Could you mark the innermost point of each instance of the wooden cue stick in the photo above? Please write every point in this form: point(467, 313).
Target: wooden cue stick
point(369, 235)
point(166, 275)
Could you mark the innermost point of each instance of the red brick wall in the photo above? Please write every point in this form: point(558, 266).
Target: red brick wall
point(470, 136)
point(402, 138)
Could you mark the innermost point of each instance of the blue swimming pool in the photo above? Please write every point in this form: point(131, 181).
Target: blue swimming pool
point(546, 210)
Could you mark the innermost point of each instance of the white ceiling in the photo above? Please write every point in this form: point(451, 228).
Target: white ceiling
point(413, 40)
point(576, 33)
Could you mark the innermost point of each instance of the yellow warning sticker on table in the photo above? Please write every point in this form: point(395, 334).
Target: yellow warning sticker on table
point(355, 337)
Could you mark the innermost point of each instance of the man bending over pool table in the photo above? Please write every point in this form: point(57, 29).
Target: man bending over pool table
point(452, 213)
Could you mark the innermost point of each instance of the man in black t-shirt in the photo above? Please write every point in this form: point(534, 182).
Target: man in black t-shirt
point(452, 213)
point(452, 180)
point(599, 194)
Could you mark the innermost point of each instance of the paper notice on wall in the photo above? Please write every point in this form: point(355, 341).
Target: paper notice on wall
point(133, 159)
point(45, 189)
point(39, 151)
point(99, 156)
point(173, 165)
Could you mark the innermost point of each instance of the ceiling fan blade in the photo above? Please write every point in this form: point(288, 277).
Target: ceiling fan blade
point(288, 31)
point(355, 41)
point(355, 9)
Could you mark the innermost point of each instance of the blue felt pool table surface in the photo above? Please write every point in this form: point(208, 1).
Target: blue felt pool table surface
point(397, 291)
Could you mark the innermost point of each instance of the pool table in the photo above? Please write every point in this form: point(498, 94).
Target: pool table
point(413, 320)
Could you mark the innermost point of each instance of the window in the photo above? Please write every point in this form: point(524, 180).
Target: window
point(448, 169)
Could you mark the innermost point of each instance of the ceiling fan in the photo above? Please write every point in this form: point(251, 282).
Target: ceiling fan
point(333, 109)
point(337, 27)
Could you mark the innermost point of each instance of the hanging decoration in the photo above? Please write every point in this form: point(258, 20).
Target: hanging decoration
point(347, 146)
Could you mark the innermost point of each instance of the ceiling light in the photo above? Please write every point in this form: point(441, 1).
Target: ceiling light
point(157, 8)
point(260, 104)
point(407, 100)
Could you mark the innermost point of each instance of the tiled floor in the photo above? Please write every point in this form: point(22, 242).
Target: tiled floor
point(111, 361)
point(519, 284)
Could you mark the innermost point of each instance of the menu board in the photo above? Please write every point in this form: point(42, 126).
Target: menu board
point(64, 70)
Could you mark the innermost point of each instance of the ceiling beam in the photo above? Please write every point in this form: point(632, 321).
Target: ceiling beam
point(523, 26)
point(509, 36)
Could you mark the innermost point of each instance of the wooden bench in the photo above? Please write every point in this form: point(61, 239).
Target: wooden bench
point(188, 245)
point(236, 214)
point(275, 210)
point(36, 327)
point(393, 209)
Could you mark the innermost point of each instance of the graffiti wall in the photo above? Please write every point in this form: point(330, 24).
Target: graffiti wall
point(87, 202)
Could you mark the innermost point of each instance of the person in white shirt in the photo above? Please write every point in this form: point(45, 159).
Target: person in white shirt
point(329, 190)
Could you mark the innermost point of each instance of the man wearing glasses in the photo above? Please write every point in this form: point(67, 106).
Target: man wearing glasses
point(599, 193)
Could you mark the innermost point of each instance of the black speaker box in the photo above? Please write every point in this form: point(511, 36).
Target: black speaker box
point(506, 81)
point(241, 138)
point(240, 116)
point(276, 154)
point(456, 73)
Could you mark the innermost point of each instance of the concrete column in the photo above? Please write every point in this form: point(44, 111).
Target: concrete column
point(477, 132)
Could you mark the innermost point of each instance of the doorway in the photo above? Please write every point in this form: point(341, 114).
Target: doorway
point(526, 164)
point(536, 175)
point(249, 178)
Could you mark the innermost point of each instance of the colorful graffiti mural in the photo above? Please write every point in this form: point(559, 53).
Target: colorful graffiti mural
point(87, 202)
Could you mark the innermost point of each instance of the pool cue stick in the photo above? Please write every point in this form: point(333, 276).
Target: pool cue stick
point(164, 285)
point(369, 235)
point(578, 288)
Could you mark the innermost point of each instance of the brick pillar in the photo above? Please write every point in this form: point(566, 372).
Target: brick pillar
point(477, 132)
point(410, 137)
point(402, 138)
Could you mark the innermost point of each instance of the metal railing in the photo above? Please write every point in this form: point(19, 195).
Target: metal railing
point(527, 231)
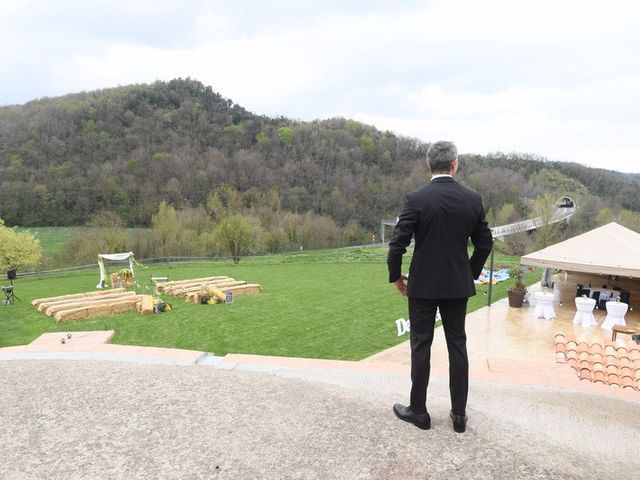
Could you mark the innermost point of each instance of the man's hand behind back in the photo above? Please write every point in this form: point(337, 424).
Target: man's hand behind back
point(401, 285)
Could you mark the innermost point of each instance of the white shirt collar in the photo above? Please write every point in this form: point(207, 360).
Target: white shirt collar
point(439, 175)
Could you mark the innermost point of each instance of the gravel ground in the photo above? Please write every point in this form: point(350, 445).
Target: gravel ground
point(100, 420)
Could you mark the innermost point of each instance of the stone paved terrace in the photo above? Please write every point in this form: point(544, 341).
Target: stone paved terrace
point(132, 412)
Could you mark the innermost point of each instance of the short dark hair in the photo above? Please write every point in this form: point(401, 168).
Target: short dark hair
point(440, 155)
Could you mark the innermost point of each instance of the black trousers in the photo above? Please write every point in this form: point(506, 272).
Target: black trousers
point(422, 317)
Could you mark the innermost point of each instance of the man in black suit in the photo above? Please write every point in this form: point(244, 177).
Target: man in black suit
point(442, 216)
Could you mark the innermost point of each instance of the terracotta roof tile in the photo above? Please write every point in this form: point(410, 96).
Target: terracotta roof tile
point(628, 383)
point(585, 374)
point(627, 372)
point(612, 360)
point(596, 358)
point(613, 379)
point(599, 377)
point(600, 362)
point(626, 362)
point(612, 369)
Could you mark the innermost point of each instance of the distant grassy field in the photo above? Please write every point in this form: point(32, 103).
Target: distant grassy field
point(333, 304)
point(51, 238)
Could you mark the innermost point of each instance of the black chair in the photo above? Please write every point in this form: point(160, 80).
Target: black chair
point(582, 291)
point(625, 296)
point(596, 296)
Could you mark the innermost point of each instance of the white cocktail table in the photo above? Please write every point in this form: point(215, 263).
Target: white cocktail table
point(584, 315)
point(544, 306)
point(615, 314)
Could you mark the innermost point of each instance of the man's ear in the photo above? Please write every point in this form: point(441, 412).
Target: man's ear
point(454, 166)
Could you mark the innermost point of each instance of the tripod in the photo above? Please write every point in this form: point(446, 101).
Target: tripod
point(9, 294)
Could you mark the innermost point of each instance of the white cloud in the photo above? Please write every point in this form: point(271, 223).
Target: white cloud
point(560, 79)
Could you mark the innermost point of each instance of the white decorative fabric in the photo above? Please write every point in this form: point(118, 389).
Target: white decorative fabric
point(544, 306)
point(615, 315)
point(584, 315)
point(114, 257)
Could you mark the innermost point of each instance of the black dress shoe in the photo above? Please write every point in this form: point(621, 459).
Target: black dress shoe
point(459, 422)
point(420, 420)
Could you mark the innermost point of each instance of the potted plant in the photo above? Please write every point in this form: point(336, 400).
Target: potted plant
point(517, 292)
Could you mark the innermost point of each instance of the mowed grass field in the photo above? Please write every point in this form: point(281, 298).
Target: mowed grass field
point(334, 304)
point(51, 238)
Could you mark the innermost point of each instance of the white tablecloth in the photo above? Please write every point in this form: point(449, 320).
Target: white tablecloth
point(544, 306)
point(615, 314)
point(584, 315)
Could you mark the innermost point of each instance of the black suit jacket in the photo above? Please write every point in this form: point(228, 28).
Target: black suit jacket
point(442, 216)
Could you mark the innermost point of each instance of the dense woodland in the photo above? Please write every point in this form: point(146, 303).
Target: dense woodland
point(123, 151)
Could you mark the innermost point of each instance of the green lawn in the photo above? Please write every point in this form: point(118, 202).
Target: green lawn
point(51, 238)
point(333, 304)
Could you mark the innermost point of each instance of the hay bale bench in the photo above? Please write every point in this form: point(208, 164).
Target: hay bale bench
point(92, 304)
point(193, 289)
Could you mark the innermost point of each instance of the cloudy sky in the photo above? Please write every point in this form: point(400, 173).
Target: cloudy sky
point(560, 79)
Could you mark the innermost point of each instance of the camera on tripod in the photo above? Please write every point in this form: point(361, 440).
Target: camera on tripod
point(8, 290)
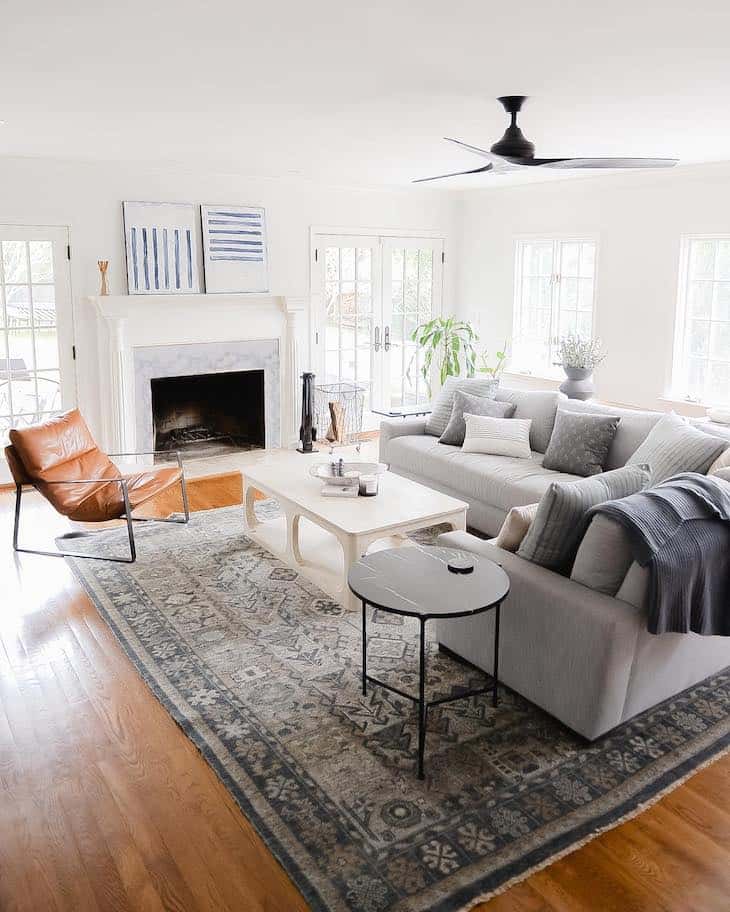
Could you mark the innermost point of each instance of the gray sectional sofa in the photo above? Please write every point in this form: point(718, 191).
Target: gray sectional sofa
point(583, 656)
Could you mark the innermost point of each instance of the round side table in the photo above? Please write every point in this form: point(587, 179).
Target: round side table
point(416, 582)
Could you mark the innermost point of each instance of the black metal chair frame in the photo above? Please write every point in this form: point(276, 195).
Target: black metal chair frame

····················

## Try it
Compute the number of lines in the records that contain the string "frame", and return that number alone.

## Task output
2